**WHAT THIS TASK INVOLVES:** Swap "printed name card" for "place card" throughout the entries below, keeping everything else the same. Omit the pictures from your answer.

:::::

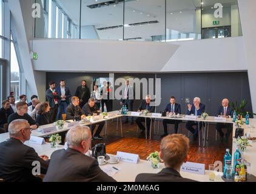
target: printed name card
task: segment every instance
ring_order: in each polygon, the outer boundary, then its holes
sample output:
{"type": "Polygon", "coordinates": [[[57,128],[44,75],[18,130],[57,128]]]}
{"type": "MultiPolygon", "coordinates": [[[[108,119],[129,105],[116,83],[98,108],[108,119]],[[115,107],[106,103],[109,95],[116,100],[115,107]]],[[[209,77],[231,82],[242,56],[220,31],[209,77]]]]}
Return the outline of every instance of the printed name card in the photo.
{"type": "Polygon", "coordinates": [[[117,152],[116,158],[124,162],[133,164],[137,164],[140,161],[140,156],[138,154],[122,152],[117,152]]]}
{"type": "Polygon", "coordinates": [[[36,137],[35,136],[30,136],[29,143],[36,145],[42,145],[45,143],[43,138],[36,137]]]}
{"type": "Polygon", "coordinates": [[[180,170],[194,174],[204,175],[205,164],[187,162],[183,164],[180,170]]]}
{"type": "Polygon", "coordinates": [[[42,130],[43,133],[51,133],[57,131],[55,126],[42,128],[42,130]]]}
{"type": "Polygon", "coordinates": [[[130,115],[132,116],[140,116],[140,112],[132,112],[130,113],[130,115]]]}
{"type": "Polygon", "coordinates": [[[69,125],[67,125],[67,128],[74,128],[79,125],[79,121],[75,121],[69,123],[69,125]]]}
{"type": "Polygon", "coordinates": [[[186,115],[185,118],[189,120],[197,120],[197,116],[194,115],[186,115]]]}
{"type": "Polygon", "coordinates": [[[226,121],[227,121],[227,118],[226,118],[224,117],[215,117],[214,118],[214,121],[224,121],[224,122],[226,122],[226,121]]]}
{"type": "Polygon", "coordinates": [[[162,114],[161,114],[161,113],[152,113],[152,116],[154,116],[154,117],[161,117],[162,116],[162,114]]]}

:::::

**FULL RESPONSE:**
target: place card
task: segment every instance
ring_order: in each polygon, the outer boundary, then its holes
sample output:
{"type": "Polygon", "coordinates": [[[57,128],[44,75],[18,130],[57,128]]]}
{"type": "MultiPolygon", "coordinates": [[[[108,119],[129,105],[116,83],[98,108],[108,119]],[[115,107],[106,103],[109,95],[116,100],[115,107]]],[[[209,77],[231,82],[242,56],[220,31],[209,77]]]]}
Return the outline of every instance of the place card in the photo.
{"type": "Polygon", "coordinates": [[[117,152],[116,158],[124,162],[133,164],[137,164],[140,161],[140,156],[138,154],[122,152],[117,152]]]}
{"type": "Polygon", "coordinates": [[[36,137],[35,136],[30,136],[29,143],[36,145],[42,145],[45,143],[43,138],[36,137]]]}
{"type": "Polygon", "coordinates": [[[180,170],[194,174],[204,175],[205,164],[187,162],[183,164],[180,170]]]}
{"type": "Polygon", "coordinates": [[[42,130],[43,133],[51,133],[57,131],[55,126],[42,128],[42,130]]]}
{"type": "Polygon", "coordinates": [[[130,115],[132,116],[140,116],[140,112],[132,112],[130,113],[130,115]]]}
{"type": "Polygon", "coordinates": [[[69,125],[67,125],[67,128],[74,128],[79,125],[79,121],[75,121],[69,123],[69,125]]]}
{"type": "Polygon", "coordinates": [[[186,115],[185,118],[189,120],[197,120],[197,116],[194,115],[186,115]]]}
{"type": "Polygon", "coordinates": [[[226,121],[227,121],[227,118],[226,118],[224,117],[215,117],[214,118],[214,121],[224,121],[224,122],[226,122],[226,121]]]}
{"type": "Polygon", "coordinates": [[[162,114],[161,114],[161,113],[152,113],[152,116],[154,116],[154,117],[161,117],[162,116],[162,114]]]}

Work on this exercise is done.